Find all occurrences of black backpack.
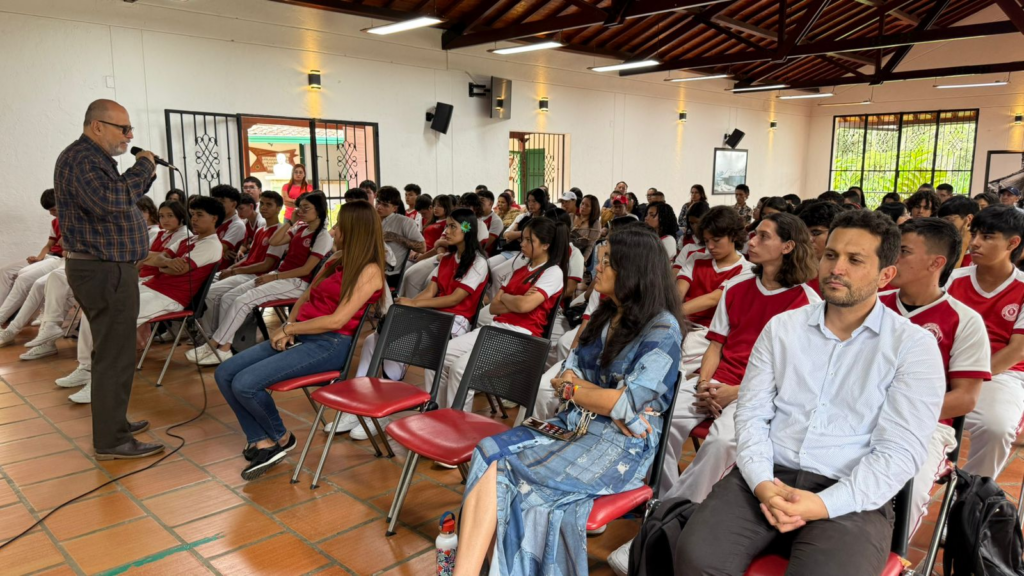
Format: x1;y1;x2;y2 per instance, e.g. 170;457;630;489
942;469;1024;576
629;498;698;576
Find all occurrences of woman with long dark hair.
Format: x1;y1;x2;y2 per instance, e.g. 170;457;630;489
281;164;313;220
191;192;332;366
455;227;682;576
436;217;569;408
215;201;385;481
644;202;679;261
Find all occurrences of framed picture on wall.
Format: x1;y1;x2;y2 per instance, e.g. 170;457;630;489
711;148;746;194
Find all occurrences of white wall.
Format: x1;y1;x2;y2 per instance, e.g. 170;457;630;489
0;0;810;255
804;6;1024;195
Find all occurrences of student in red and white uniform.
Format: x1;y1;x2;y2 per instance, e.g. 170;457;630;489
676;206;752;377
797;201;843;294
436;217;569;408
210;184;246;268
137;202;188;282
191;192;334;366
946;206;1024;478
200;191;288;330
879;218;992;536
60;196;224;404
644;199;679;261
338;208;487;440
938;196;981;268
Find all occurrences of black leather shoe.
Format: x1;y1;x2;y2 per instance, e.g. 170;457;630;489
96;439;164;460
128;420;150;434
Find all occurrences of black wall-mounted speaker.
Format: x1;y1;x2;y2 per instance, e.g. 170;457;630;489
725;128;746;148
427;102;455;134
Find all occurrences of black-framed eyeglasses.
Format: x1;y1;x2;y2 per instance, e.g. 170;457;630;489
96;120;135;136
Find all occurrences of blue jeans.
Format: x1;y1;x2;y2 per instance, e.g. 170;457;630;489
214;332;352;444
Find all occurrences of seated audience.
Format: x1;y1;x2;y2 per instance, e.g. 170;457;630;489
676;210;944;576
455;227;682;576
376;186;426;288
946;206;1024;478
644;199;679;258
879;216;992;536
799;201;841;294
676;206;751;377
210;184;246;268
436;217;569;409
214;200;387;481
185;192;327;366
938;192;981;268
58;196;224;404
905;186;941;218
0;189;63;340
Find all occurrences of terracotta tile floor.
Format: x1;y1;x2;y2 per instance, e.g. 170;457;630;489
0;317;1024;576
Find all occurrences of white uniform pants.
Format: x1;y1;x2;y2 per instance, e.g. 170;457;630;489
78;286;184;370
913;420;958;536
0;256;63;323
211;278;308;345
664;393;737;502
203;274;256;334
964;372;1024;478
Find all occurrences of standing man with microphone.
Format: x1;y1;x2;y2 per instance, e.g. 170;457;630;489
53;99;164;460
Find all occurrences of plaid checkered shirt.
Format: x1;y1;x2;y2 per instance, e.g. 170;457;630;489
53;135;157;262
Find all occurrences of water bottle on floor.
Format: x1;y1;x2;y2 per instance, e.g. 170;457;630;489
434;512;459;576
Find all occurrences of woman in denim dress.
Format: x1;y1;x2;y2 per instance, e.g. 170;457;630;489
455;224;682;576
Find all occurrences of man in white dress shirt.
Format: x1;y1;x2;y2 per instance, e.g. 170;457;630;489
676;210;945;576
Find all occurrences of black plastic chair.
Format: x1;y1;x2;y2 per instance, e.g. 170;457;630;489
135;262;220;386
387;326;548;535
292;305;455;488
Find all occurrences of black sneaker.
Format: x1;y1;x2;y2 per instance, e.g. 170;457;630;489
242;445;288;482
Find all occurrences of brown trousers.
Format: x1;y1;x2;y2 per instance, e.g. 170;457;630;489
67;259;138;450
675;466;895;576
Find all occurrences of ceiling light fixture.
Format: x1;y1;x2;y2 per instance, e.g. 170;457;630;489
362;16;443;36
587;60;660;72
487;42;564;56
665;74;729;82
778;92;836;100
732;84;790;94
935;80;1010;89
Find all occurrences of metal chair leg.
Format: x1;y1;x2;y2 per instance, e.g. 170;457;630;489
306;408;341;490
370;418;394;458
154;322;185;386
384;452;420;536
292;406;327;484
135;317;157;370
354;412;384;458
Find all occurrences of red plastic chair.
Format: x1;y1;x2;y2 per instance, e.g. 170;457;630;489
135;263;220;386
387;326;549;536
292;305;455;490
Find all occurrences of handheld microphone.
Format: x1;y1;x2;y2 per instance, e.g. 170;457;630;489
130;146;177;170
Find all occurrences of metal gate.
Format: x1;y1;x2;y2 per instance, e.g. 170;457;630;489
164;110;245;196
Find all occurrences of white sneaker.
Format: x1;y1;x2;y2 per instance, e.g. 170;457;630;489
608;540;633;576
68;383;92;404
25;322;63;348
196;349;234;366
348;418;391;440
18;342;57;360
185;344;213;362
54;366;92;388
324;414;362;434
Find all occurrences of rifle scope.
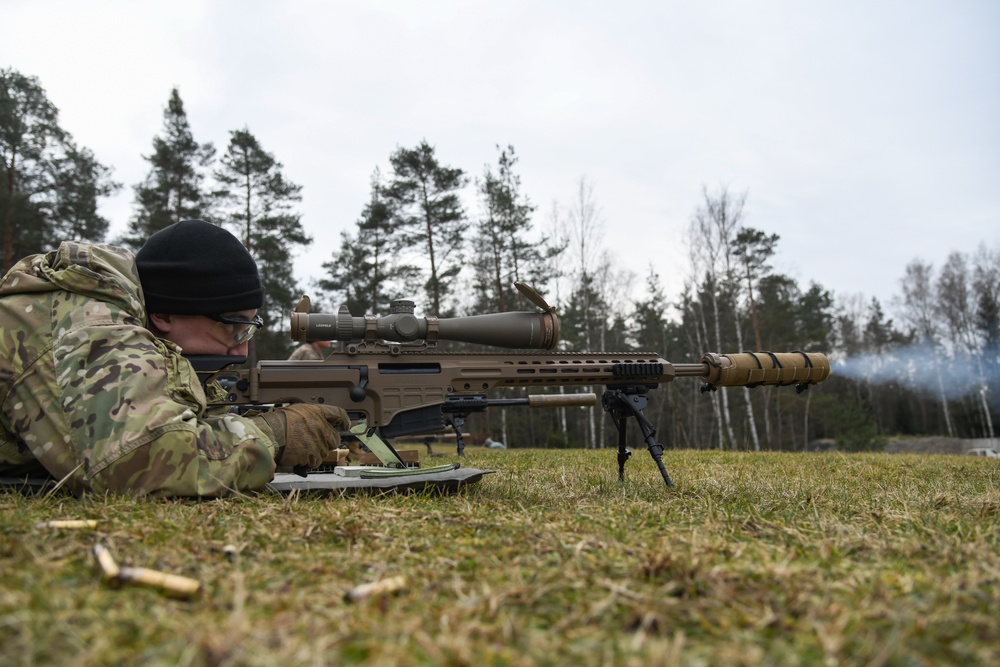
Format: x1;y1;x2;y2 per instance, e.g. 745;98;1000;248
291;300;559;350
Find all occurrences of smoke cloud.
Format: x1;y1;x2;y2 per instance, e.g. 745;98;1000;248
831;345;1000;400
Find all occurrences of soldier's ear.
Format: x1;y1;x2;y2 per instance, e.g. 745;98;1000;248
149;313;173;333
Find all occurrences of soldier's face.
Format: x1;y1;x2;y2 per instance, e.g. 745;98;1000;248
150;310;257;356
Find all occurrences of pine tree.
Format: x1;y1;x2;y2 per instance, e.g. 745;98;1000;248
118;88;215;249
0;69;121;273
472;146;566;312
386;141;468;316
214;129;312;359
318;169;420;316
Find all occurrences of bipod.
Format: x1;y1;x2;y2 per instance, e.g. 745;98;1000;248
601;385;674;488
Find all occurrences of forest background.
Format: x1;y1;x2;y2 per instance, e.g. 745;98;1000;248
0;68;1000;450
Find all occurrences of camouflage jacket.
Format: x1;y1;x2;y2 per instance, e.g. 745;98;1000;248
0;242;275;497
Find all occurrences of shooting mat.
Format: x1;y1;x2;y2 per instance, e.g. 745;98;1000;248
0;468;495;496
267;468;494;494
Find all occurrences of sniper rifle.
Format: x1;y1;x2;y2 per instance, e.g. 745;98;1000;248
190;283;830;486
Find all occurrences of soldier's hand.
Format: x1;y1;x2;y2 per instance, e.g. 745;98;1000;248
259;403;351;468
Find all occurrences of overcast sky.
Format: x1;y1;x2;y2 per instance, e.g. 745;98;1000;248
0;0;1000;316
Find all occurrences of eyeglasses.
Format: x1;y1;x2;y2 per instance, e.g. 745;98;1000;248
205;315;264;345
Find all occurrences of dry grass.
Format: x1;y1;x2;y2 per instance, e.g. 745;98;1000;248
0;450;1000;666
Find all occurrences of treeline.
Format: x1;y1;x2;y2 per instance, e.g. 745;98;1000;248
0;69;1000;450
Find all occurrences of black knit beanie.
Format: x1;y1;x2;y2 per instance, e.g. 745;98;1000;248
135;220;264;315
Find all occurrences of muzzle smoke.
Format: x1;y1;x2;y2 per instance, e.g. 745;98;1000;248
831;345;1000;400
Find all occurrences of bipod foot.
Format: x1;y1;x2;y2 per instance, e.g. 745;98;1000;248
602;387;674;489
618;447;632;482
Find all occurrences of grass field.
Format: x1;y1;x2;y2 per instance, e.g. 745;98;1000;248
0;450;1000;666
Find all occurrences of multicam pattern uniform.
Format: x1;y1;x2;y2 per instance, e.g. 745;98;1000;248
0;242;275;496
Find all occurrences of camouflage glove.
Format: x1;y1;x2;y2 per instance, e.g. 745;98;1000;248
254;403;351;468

● ● ●

> **Instructions to follow**
Can you write out all the records again, switching "Find all occurrences of" to "Locate every" everywhere and changing nothing else? Leave the pictures out.

> **Solution for this task**
Locate every black backpack.
Format: x1;y1;x2;y2 per instance, e.g. 170;457;630;489
942;469;1024;576
629;498;698;576
Locate every woman with long dark hair.
Format: x1;y1;x2;y2 per instance, e.g. 170;457;630;489
281;164;313;220
191;192;332;366
455;227;682;576
436;217;569;408
215;201;385;481
644;202;679;261
Locate every framed picture on wall.
Format: x1;y1;x2;y2 per instance, e.g. 170;457;630;489
711;148;746;194
Locate every white wall.
Format: x1;y1;x2;y2 per instance, e.g. 170;457;630;489
0;0;810;255
804;6;1024;195
Locate every student in red and white uniform.
Format: x1;y1;x2;y2 per instance, e.g. 170;457;630;489
676;206;752;377
797;201;843;294
436;217;569;408
210;184;246;268
137;202;188;282
191;192;334;366
946;206;1024;478
200;191;288;330
879;218;992;536
60;196;224;404
644;199;679;261
338;208;487;440
938;196;981;268
Locate every black leather shoe.
Format: x1;y1;x2;y2 per instance, e.g. 170;457;630;489
96;439;164;460
128;420;150;434
Locate every black wall-mounted speaker.
Format: x1;y1;x2;y2 per instance, e.g. 170;457;630;489
725;128;746;148
427;102;455;134
Locate every black-framed eyeglasses.
Format: x1;y1;x2;y2 per instance, e.g. 170;457;630;489
96;120;135;136
Locate every blue jeans.
Format: x1;y1;x2;y2 per instance, e.g. 170;457;630;489
214;332;352;444
Locate every seated audience.
Format: x1;y1;x2;y2 per instance, e.g. 170;457;630;489
676;210;944;576
455;227;682;576
376;186;426;288
946;206;1024;478
644;199;679;258
879;216;992;536
799;201;841;294
676;206;751;377
210;184;246;268
436;217;569;409
214;200;387;481
185;192;327;366
938;192;981;268
58;196;224;404
905;186;941;218
0;189;63;340
Locate every terracotta tile floor.
Format: x1;y1;x2;y2 per instance, e.g. 170;457;630;489
0;317;1024;576
Locate every white uniform pants.
Format: x1;y1;x2;y2 per instance, e.g. 170;457;630;489
78;286;184;370
913;420;958;536
0;256;63;323
211;278;308;345
664;393;737;502
203;274;256;334
964;372;1024;478
Locate every standing man with microphone.
Format: x1;y1;x2;y2 per instance, e.g. 170;457;630;489
53;99;164;460
Locate every plaid checkered shirt.
Format: x1;y1;x2;y2 per instance, e.g. 170;457;630;489
53;135;157;262
Locate every water bottle on floor.
Format: x1;y1;x2;y2 per instance, e.g. 170;457;630;489
434;512;459;576
Locate every woman in denim dress.
Format: x1;y1;x2;y2 per instance, e.g. 170;457;630;489
455;224;682;576
Locate every man in white dress shirt.
Format: x1;y1;x2;y2 per instance, e.g. 170;457;630;489
676;210;945;576
Locate every black plastic chair.
Format: x1;y1;x2;y2 per instance, e.g. 170;457;630;489
135;262;220;386
387;326;548;535
292;305;455;488
Locate every black sneaker.
Format: x1;y1;x2;y2 per instance, e.g. 170;457;630;489
242;445;288;482
Locate every brown trousers.
Format: x1;y1;x2;y2 per instance, e.g. 170;457;630;489
67;259;138;450
675;466;895;576
Locate every ceiling light fixture.
Format: x1;y1;x2;y2 per instance, e.g. 170;457;630;489
362;16;443;36
587;60;660;72
487;42;564;56
665;74;729;82
778;92;836;100
732;84;790;94
935;80;1010;89
Locate every metal chair leg.
Format: x1;y1;x2;y2 per instance, e.g. 170;457;630;489
306;408;341;490
370;418;394;458
154;322;185;386
384;452;420;536
292;406;327;484
135;317;157;370
354;412;384;458
Locate every red plastic chair.
Format: x1;y1;x2;y2 per instance, e.g. 170;457;630;489
135;263;220;386
387;326;549;536
292;305;455;490
Locate every handheld microphone.
Format: x1;y1;x2;y2 per instance, e.g. 170;457;630;489
130;146;177;170
Locate every metal gate.
Format: x1;y1;x2;y2 per instance, e.g. 170;457;630;489
164;110;245;196
Locate every white sneaker.
Format: x1;y1;x2;y2 per instance, e.g. 170;457;630;489
608;540;633;576
68;383;92;404
25;322;63;348
196;349;234;366
348;418;391;440
18;342;57;360
185;344;213;362
54;366;92;388
324;414;362;434
Locate every rifle scope.
Format: x1;y1;x2;y2 per instance, e.g. 745;98;1000;248
291;300;559;350
Locate every smoke cloud.
Format: x1;y1;x2;y2 per instance, e.g. 745;98;1000;248
831;345;1000;400
Locate every soldier's ear.
Format: x1;y1;x2;y2 per instance, e.g. 745;98;1000;248
149;313;173;333
Locate every soldier's face.
Format: x1;y1;x2;y2 per instance, e.g. 745;98;1000;248
150;310;257;356
Locate every pine tree.
Format: x1;y1;x2;y2 per instance, e.g. 745;98;1000;248
118;88;215;249
0;69;121;273
472;146;566;312
386;141;468;316
214;129;312;359
318;169;420;316
Locate every bipod.
Format: x1;y1;x2;y2 per instance, e.g. 745;98;1000;248
601;385;674;488
Locate every forest background.
Format: x1;y1;x2;y2 per instance, e.g. 745;98;1000;248
0;68;1000;450
Locate every camouflage jacket.
Format: x1;y1;x2;y2 per instance, e.g. 745;98;1000;248
0;242;275;497
Locate every shooting mat.
Format: x1;y1;x2;y2 per instance, e.g. 745;98;1000;248
0;468;495;496
267;468;494;494
Locate every sniper rifle.
Format: x1;y1;x2;y2 per instance, e.g. 745;98;1000;248
190;283;830;486
Locate every soldier's hand.
Format: x1;y1;x2;y2 per instance, e.g. 745;98;1000;248
259;403;351;468
Locate every overcast sky.
Format: x1;y1;x2;y2 per instance, e.g. 745;98;1000;248
0;0;1000;316
Locate every eyeglasses.
Format: x1;y1;x2;y2 per instance, e.g. 745;98;1000;248
205;315;264;345
Locate every dry grass.
Format: x1;y1;x2;y2 per instance, e.g. 745;98;1000;248
0;450;1000;666
Locate every treeline.
Format: x1;y1;x2;y2 per instance, e.g. 745;98;1000;248
0;69;1000;450
Locate every black knit beanie.
Format: x1;y1;x2;y2 per instance, e.g. 745;98;1000;248
135;220;264;315
Locate every muzzle smoke.
Format: x1;y1;x2;y2 per instance, e.g. 745;98;1000;248
831;345;1000;400
Locate every bipod foot.
Format: x1;y1;x2;y2 per instance, e.g. 745;98;1000;248
602;387;674;489
618;447;632;482
Locate every grass field.
Format: x1;y1;x2;y2 per instance, e.g. 745;98;1000;248
0;450;1000;666
Locate every multicam pattern uniform.
Format: x1;y1;x2;y2 per instance, e.g. 745;98;1000;248
0;242;275;496
Locate every camouflage glove.
Format: x1;y1;x2;y2 per instance, e.g. 745;98;1000;248
254;403;351;468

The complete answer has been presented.